Produce a verbatim copy of the following records, leaving out all pictures.

───── Material shown

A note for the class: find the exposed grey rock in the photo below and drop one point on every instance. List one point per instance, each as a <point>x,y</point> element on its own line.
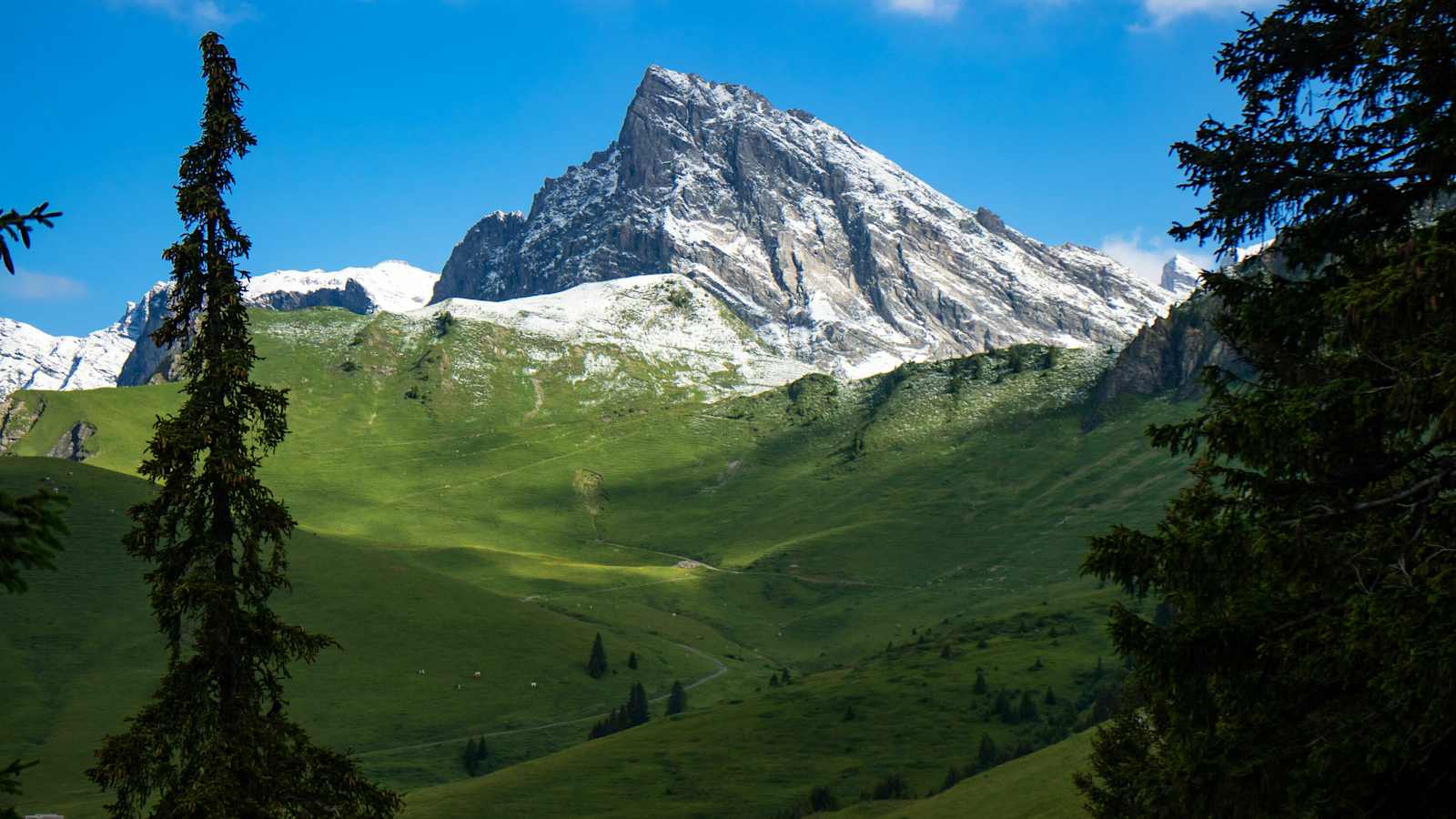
<point>73,442</point>
<point>351,298</point>
<point>826,248</point>
<point>16,420</point>
<point>1168,358</point>
<point>146,358</point>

──────────

◆ Completed task
A note for the class: find the exposed grey rock in the photo below and drop one point on every instance. List one point per instance, each as a <point>x,y</point> element on its own line.
<point>73,442</point>
<point>351,298</point>
<point>826,248</point>
<point>16,420</point>
<point>1168,358</point>
<point>146,358</point>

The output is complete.